▸ Problems to work on:
A - In the math thread about the gradient of a norm, what do the angle brackets ⟨ , ⟩ refer to?
B - Pick up the math thread about the gradient of a norm after its last sentence and keep it going.

▸ Passage given:
"""

Why $ \nabla \|g(b)\|_2=\frac{\langle g(b),\nabla g(b)\rangle}{\|g(b)\|_2} $ for any differentiable g?

68 Views Asked by At

I'm trying to understand this answer to a question I've made before. I said in that same question the following:

The gradient of $f = \lVert a \times b \rVert_2$ with respect to $b$ is apparently equivalent to $$\frac{(a \times b) \times a}{\lVert a \times b \rVert_2}$$

Actually, this is my problem, I don't understand why that is the case. So, user LutzL said that I had made the observation:

$$ \nabla \|g(b)\|_2=\frac{\langle g(b),\nabla g(b)\rangle}{\|g(b)\|_2} $$

which is actually different from my observation. What he tries to show is that they are equivalent, but I somehow don't manage to follow his explanation.

Can someone explain me why are the two equivalent? Why do we have this equality $ \nabla \|g(b)\|_2=\frac{\langle g(b),\nabla g(b)\rangle}{\|g(b)\|_2} $?

Notation: $g: \mathbb{R}^3 \to \mathbb{R}^3$, $\nabla g$ denotes the (total) derivative of $g$, i.e. a matrix. (Sometimes denoted in other sources as $Dg$.) The brackets $\langle , \rangle$ refer to matrix multiplication, not the inner product, in other notation $\langle g(b), \nabla g(b) \rangle :=: [g(b)]^T Dg(b)$.

3

There are 3 best solutions below

3
On BEST ANSWER

Set $g(b) = (g_1(b),g_2(b),g_3(b))$ and $b=(b_1,b_2,b_3)$ Then the first component of $\nabla \|g(b)\|_2$ is

$$\frac{\partial}{\partial b_1} \sqrt{g_1(b)^2+g_2(b)^2+g_3(b)^2} = \frac{g_1(b) \dfrac{\partial g_1(b)}{\partial b_1}+g_2(b) \dfrac{\partial g_2(b)}{\partial b_1}+g_3(b) \dfrac{\partial g_3(b)}{\partial b_1}}{\sqrt{g_1(b)^2+g_2(b)^2+g_3(b)^2}} $$ $$= \frac{\langle g(b), (\nabla g(b))_1\rangle}{\|g(b)\|_2}. $$

Similarly you obtain the other components, and the formula

$$\nabla \|g(b)\|_2 = \frac{\langle g(b), \nabla g(b)\rangle}{\|g(b)\|_2} $$ is proven. For $g(b) = a \times b$ you have

$$g(b) = (a_2b_3-a_3b_2,a_3b_1-a_1b_3,a_1b_2-a_2b_1) $$

so that

$$g_1(b) \dfrac{\partial g_1(b)}{\partial b_1}+g_2(b) \dfrac{\partial g_2(b)}{\partial b_1}+g_3(b) \dfrac{\partial g_3(b)}{\partial b_1} = (a_3b_1-a_1b_3)a_3+(a_1b_2-a_2b_1)(-a_2) $$

$$ = b_1(a_1^2+a_2^2+a_3^2)-a_1(a_1b_1+a_2b_2+a_3b_3) = b_1 (a \cdot a)-a_1 (a \cdot b)$$ $$=(b(a\cdot a)-a(a\cdot b))_1 = ((a\times b) \times a)_1. $$

And the rest follows.

"""

▸ Information supplied:
"""

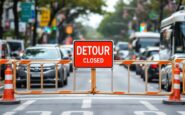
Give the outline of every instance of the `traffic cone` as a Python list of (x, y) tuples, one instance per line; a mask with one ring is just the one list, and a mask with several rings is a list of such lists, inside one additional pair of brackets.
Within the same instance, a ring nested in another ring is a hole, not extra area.
[(181, 100), (179, 65), (175, 66), (173, 83), (172, 94), (168, 100), (163, 100), (163, 103), (169, 105), (185, 105), (185, 101)]
[(11, 105), (19, 103), (20, 101), (15, 100), (14, 97), (12, 70), (10, 68), (10, 65), (7, 65), (7, 68), (5, 70), (3, 99), (0, 101), (0, 104)]

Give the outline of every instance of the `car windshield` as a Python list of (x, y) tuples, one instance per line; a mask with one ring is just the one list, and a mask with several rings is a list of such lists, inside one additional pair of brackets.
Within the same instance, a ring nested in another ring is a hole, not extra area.
[(175, 29), (175, 53), (185, 53), (185, 22), (176, 23)]
[(128, 44), (119, 44), (120, 50), (128, 50)]
[(19, 42), (8, 42), (11, 51), (20, 51), (22, 48), (21, 43)]
[(55, 48), (34, 48), (27, 49), (22, 58), (57, 60), (60, 59), (60, 55)]
[(140, 38), (139, 44), (141, 48), (146, 48), (148, 46), (159, 46), (159, 38)]
[(69, 57), (68, 51), (66, 49), (61, 49), (64, 57)]

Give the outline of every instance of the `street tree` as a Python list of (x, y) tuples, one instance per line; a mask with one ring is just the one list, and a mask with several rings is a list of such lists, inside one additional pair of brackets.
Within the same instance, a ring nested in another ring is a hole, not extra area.
[(58, 24), (59, 38), (58, 42), (62, 43), (67, 34), (65, 33), (65, 25), (73, 23), (80, 15), (88, 15), (89, 13), (104, 13), (102, 7), (105, 6), (104, 0), (40, 0), (39, 5), (50, 5), (51, 18), (48, 26), (57, 14), (62, 13), (65, 18)]
[(3, 39), (2, 15), (4, 11), (4, 8), (3, 8), (4, 2), (5, 0), (0, 1), (0, 39)]

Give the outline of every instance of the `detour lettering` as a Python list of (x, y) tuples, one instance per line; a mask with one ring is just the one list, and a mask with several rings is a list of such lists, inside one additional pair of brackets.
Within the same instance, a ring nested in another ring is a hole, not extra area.
[(112, 41), (75, 41), (74, 66), (77, 68), (111, 68)]

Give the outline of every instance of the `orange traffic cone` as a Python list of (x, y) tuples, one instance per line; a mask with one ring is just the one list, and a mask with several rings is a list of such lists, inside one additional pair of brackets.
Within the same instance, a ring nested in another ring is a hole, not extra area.
[(179, 65), (176, 65), (175, 67), (173, 83), (172, 94), (168, 100), (163, 100), (163, 103), (170, 105), (185, 105), (185, 101), (181, 100)]
[(5, 70), (5, 82), (4, 82), (4, 93), (3, 99), (0, 101), (0, 104), (19, 104), (20, 101), (15, 100), (14, 89), (13, 89), (13, 77), (12, 70), (10, 65), (7, 65)]

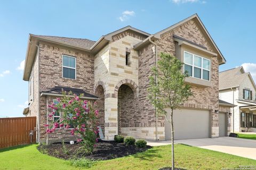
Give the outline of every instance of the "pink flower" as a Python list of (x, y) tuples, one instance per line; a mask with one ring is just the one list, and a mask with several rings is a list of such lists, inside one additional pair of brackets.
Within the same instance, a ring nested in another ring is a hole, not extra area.
[(99, 110), (95, 110), (95, 115), (96, 116), (98, 116), (98, 115), (99, 115)]
[(73, 102), (73, 100), (70, 100), (69, 101), (68, 101), (68, 104), (70, 105), (72, 102)]
[(88, 101), (87, 101), (87, 100), (84, 100), (84, 104), (85, 104), (85, 105), (86, 105), (87, 103), (88, 103)]
[(54, 128), (59, 128), (59, 123), (58, 123), (58, 122), (55, 122), (54, 125)]
[(80, 131), (81, 131), (81, 132), (85, 132), (85, 130), (84, 128), (80, 128)]
[(77, 139), (76, 140), (76, 141), (77, 141), (77, 142), (81, 142), (82, 141), (82, 139)]
[(75, 99), (76, 101), (79, 101), (79, 97), (76, 96), (76, 97), (75, 97)]

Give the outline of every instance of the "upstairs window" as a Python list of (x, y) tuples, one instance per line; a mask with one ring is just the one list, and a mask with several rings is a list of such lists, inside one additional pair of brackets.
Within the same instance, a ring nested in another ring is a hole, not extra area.
[(245, 100), (252, 100), (252, 91), (243, 89), (243, 98)]
[(184, 72), (195, 78), (210, 81), (210, 60), (184, 52)]
[(76, 79), (76, 58), (66, 55), (62, 55), (62, 77)]

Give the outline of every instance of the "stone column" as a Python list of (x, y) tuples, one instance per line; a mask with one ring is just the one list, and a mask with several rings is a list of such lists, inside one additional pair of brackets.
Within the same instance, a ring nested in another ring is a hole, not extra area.
[(114, 94), (105, 98), (105, 140), (113, 140), (118, 133), (117, 98)]

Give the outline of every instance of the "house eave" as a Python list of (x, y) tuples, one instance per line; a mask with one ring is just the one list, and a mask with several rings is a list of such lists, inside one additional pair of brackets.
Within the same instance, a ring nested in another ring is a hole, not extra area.
[[(64, 95), (62, 94), (53, 94), (51, 92), (42, 92), (41, 94), (41, 96), (57, 96), (57, 97), (63, 97)], [(71, 95), (66, 95), (66, 96), (72, 97), (73, 96)], [(82, 99), (91, 99), (91, 100), (98, 100), (99, 99), (98, 97), (86, 97), (86, 96), (82, 96), (81, 97)]]

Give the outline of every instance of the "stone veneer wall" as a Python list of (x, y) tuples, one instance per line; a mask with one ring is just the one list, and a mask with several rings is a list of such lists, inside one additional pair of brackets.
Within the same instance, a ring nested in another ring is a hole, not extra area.
[[(39, 86), (41, 90), (39, 92), (58, 86), (82, 89), (90, 94), (94, 94), (93, 56), (84, 52), (53, 45), (44, 41), (39, 42)], [(76, 58), (76, 80), (62, 78), (62, 54)], [(47, 97), (49, 98), (48, 100)], [(41, 96), (39, 99), (39, 125), (41, 143), (59, 140), (64, 136), (67, 138), (69, 138), (67, 132), (68, 130), (66, 130), (65, 132), (56, 132), (50, 135), (45, 133), (46, 128), (44, 125), (47, 123), (47, 103), (52, 102), (52, 97), (45, 96)], [(46, 139), (48, 139), (48, 141)]]

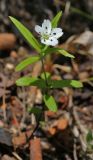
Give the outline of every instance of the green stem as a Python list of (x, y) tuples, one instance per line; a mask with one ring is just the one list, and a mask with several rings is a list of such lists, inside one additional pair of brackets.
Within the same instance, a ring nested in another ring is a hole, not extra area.
[(45, 71), (45, 68), (44, 68), (44, 61), (43, 59), (41, 58), (41, 63), (42, 63), (42, 70), (43, 70), (43, 73), (44, 73), (44, 77), (45, 77), (45, 82), (46, 82), (46, 86), (48, 88), (48, 80), (47, 80), (47, 76), (46, 76), (46, 71)]

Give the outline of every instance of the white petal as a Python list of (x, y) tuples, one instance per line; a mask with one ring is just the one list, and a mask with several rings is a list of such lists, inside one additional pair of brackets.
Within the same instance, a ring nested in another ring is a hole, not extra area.
[(58, 44), (58, 40), (54, 37), (50, 37), (48, 40), (41, 39), (41, 43), (46, 44), (48, 46), (55, 46)]
[(46, 44), (46, 45), (49, 45), (48, 40), (43, 39), (43, 38), (41, 39), (41, 43)]
[(41, 34), (41, 33), (42, 33), (42, 27), (36, 25), (36, 26), (35, 26), (35, 31), (36, 31), (37, 33)]
[(51, 36), (55, 38), (59, 38), (63, 35), (62, 29), (61, 28), (53, 28), (51, 32)]
[(45, 19), (42, 23), (43, 33), (49, 35), (51, 33), (51, 22), (48, 19)]

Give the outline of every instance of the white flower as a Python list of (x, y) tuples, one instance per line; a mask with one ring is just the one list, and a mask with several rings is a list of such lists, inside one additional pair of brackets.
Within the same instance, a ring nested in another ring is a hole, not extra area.
[(58, 38), (63, 35), (61, 28), (52, 28), (50, 20), (44, 20), (42, 27), (35, 26), (35, 31), (41, 36), (41, 43), (55, 46), (58, 44)]

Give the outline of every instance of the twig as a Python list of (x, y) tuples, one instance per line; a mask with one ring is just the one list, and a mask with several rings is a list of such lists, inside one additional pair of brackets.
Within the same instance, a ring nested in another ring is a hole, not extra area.
[(42, 160), (40, 138), (34, 137), (30, 141), (30, 160)]

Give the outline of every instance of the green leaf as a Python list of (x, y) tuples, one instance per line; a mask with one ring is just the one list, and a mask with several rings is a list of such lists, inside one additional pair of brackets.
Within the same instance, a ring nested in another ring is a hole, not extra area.
[(62, 11), (58, 12), (58, 14), (53, 18), (53, 20), (52, 20), (52, 27), (53, 28), (57, 27), (58, 22), (59, 22), (61, 16), (62, 16)]
[(35, 115), (38, 115), (42, 112), (42, 110), (40, 108), (37, 107), (30, 107), (28, 110), (29, 113), (34, 113)]
[(83, 84), (82, 82), (80, 81), (77, 81), (77, 80), (71, 80), (71, 86), (74, 87), (74, 88), (81, 88), (83, 87)]
[(16, 66), (16, 71), (21, 71), (23, 70), (25, 67), (27, 67), (30, 64), (33, 64), (35, 62), (37, 62), (39, 60), (39, 56), (32, 56), (32, 57), (28, 57), (25, 60), (23, 60), (21, 63), (19, 63)]
[(36, 77), (22, 77), (16, 81), (18, 86), (37, 86), (41, 89), (46, 88), (46, 83), (43, 79), (39, 79)]
[(88, 143), (90, 143), (93, 140), (93, 134), (92, 134), (91, 130), (88, 131), (87, 136), (86, 136), (86, 140)]
[(41, 46), (39, 42), (36, 40), (36, 38), (33, 36), (33, 34), (17, 19), (14, 17), (9, 16), (10, 20), (13, 22), (13, 24), (16, 26), (16, 28), (19, 30), (19, 32), (24, 36), (24, 38), (27, 40), (27, 42), (35, 48), (38, 52), (41, 51)]
[(42, 73), (40, 77), (45, 80), (45, 76), (46, 76), (47, 79), (49, 79), (51, 75), (50, 75), (49, 72), (45, 72), (45, 73)]
[(68, 53), (67, 51), (65, 51), (64, 49), (61, 49), (61, 48), (48, 48), (45, 51), (44, 56), (46, 56), (47, 54), (53, 53), (53, 52), (60, 53), (65, 57), (75, 58), (72, 54)]
[(77, 80), (49, 80), (49, 85), (51, 88), (63, 88), (63, 87), (83, 87), (82, 83)]
[(65, 57), (69, 57), (69, 58), (75, 58), (72, 54), (68, 53), (66, 50), (64, 49), (59, 49), (58, 53), (62, 54)]
[(44, 95), (44, 103), (47, 106), (47, 108), (53, 112), (57, 111), (57, 104), (55, 102), (55, 99), (53, 96)]

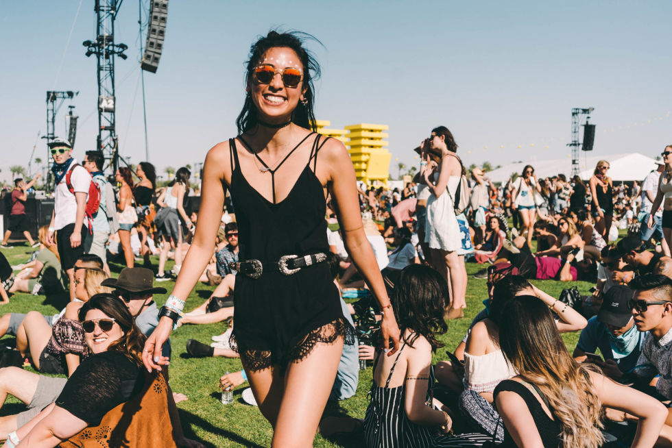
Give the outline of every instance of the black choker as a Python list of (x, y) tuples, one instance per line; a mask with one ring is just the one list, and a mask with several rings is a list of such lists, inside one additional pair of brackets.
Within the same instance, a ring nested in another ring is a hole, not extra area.
[(278, 125), (272, 125), (269, 123), (266, 123), (265, 121), (262, 121), (261, 120), (257, 120), (257, 123), (264, 127), (269, 127), (270, 129), (280, 129), (282, 127), (287, 127), (291, 124), (291, 121), (287, 121), (287, 123), (281, 123)]

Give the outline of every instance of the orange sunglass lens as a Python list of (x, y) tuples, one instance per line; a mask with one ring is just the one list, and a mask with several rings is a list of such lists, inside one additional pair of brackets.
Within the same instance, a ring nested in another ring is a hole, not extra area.
[(254, 69), (254, 77), (258, 82), (263, 84), (269, 84), (273, 80), (273, 75), (275, 75), (275, 69), (272, 65), (260, 65)]

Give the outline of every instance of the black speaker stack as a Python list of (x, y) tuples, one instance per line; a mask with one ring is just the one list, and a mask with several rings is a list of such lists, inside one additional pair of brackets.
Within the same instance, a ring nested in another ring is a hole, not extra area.
[(156, 73), (158, 60), (163, 50), (168, 20), (168, 0), (152, 0), (149, 9), (149, 24), (147, 32), (147, 45), (141, 67), (143, 70)]

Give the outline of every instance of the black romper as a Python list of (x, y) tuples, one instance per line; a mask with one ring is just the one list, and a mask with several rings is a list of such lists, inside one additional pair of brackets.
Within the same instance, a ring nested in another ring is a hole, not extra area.
[[(230, 189), (241, 262), (255, 259), (266, 264), (276, 262), (285, 255), (329, 251), (324, 219), (326, 203), (322, 185), (313, 171), (317, 151), (326, 140), (320, 145), (322, 136), (315, 135), (306, 167), (287, 198), (278, 203), (269, 202), (248, 183), (241, 171), (235, 140), (229, 140)], [(275, 169), (269, 170), (272, 179), (300, 145)], [(274, 200), (274, 186), (273, 195)], [(289, 362), (305, 358), (317, 343), (331, 343), (345, 336), (346, 343), (353, 344), (355, 329), (344, 319), (333, 279), (324, 262), (291, 275), (267, 269), (265, 265), (259, 279), (236, 275), (231, 341), (243, 366), (259, 371), (276, 365), (284, 371)]]

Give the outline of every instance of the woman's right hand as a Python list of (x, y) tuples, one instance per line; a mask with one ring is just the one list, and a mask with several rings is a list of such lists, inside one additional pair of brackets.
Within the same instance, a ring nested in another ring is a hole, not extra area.
[(164, 316), (159, 319), (158, 325), (152, 332), (152, 335), (145, 342), (143, 349), (143, 364), (147, 367), (148, 372), (152, 369), (161, 371), (161, 366), (167, 366), (169, 359), (161, 356), (163, 344), (168, 340), (170, 332), (173, 329), (173, 321)]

"""

▸ Responses to the exercise:
A - Matrix multiplication, not the inner product.

B -
0
On

The gradient of $\| g(b) \|^2 = \left< g(b), g(b) \right>$ can be computed by the product rule as

$$ \nabla \left( \| g(b) \|^2 \right) = \left< \nabla g(b), g(b) \right> + \left< g(b), \nabla g(b) \right> = 2 \left< g(b), \nabla g (b) \right>. $$

The gradient of $\| g(b) \| = \sqrt{ \left< g(b), g(b) \right>}$ can then be computed using the chain rule as

$$ \nabla \| g(b) \| = \frac{2 \left< g(b), \nabla g(b) \right>}{2 \sqrt{\left<g(b), g(b) \right>}} = \frac{ \left< g(b), \nabla g(b) \right>}{\| g(b) \|}. $$

Now apply this formula to $g(b) = a \times b$ noting that this is a linear map.

0
On

This is overly-detailed spoon-feeding, and is honestly as much for my own benefit as that of the OP.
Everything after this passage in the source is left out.